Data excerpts
━━━━

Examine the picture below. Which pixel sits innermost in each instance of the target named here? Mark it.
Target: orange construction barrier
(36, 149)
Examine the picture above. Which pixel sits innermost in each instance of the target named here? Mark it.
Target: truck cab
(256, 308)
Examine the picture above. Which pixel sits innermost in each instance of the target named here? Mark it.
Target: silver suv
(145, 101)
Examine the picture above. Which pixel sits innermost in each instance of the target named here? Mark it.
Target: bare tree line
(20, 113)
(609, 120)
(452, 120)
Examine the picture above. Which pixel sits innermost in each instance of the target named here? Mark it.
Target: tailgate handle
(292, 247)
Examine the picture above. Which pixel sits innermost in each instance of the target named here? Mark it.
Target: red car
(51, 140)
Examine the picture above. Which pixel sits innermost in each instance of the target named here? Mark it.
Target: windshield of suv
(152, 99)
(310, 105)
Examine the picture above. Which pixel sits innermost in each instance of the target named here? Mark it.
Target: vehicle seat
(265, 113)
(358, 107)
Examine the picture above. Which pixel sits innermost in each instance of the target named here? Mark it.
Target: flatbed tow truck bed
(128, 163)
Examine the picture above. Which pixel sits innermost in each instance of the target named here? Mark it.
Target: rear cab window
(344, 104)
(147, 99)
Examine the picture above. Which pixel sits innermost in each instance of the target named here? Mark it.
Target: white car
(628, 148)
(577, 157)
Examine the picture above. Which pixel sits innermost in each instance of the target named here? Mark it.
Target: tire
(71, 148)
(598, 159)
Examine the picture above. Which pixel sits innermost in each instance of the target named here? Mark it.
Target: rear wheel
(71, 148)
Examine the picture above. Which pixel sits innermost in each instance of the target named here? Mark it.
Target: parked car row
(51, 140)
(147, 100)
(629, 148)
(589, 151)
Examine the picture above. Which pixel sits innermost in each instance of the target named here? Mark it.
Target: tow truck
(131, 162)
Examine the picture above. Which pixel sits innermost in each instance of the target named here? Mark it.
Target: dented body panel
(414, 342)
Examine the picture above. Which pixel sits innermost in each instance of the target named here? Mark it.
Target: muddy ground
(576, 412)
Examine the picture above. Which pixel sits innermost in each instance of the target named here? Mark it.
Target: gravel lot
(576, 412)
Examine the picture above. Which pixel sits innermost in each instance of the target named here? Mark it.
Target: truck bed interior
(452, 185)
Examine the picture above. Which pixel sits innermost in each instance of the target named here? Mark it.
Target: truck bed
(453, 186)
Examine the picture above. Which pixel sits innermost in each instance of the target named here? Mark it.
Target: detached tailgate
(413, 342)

━━━━

EXERCISE DIRECTIONS – Nothing in the data should be left out when you retype it exactly.

YOUR SOLUTION –
Examine the picture below. Which pixel sits innermost in each instance of the target named here? Mark it.
Target: orange construction barrier
(36, 149)
Examine the picture above. Which pixel sits innermost in each instance of the target named here? Mark it.
Target: truck cab
(256, 308)
Examine the picture above. Which pixel sits innermost in each instance of the target named here? Mark it.
Target: silver suv
(145, 101)
Examine the picture above. Which pixel sits innermost in each instance of the target named here? Mark it.
Target: bare tree line
(20, 113)
(609, 120)
(452, 120)
Examine the picture above. Which pixel sits innermost in each instance of the target named here? Mark it.
Target: tailgate handle
(292, 247)
Examine the picture above. Which pixel sits innermost in each instance of the target named here? Mark it.
Target: red car
(51, 140)
Examine the picture above. Which pixel sits innermost in each instance of the target named here? Mark it.
Target: windshield of suv
(152, 99)
(310, 105)
Examine the picture above. Which pixel sits innermost in each instance of the target named here? Mark it.
Target: vehicle seat
(265, 113)
(358, 107)
Examine the picture above. Which pixel sits innermost in each instance of the target named here? Mark it.
Target: flatbed tow truck bed
(128, 163)
Examine the picture above. Which pixel sits innermost in each instance of the target named here? Mark it.
Target: rear cab window
(344, 104)
(147, 99)
Examine the picture above. Which pixel sits innermost in each instance of the target named here? Mark it.
Target: white car
(628, 148)
(577, 157)
Examine the picture above. Which pixel sits innermost in each instance of the target named here? Mark it.
Target: tire
(71, 148)
(598, 159)
Examine the picture above. Which pixel sits innermost in each instance of the target named here? Mark it.
Target: rear wheel
(71, 148)
Examine the picture above. Which pixel sits innermost in each instance of the target named here? Mark it.
Target: parked car row
(51, 140)
(147, 100)
(629, 148)
(589, 151)
Examine the picture above. Which pixel sits innermost in each instance of the target named here? Mark it.
Target: tow truck
(131, 162)
Examine the picture above. Which pixel sits innermost in each instance of the target named here? Mark it.
Target: dented body panel
(414, 342)
Examine the picture above. Which pixel sits innermost in each instance of the target named here? Mark it.
Target: muddy ground
(576, 412)
Examine the picture above. Which pixel sits innermost in each instance of the target named here? Mark it.
Target: gravel lot
(576, 412)
Examine the picture above. Which pixel sits innermost in each instance of the target named here? Mark it.
Target: truck bed interior
(452, 185)
Examine the picture above. Which pixel sits innermost in each instance of the target named here? Mark it.
Target: truck bed
(453, 186)
Examine the picture above. Which pixel sits innermost in each instance of the target named here? Mark it.
Target: detached tailgate
(413, 342)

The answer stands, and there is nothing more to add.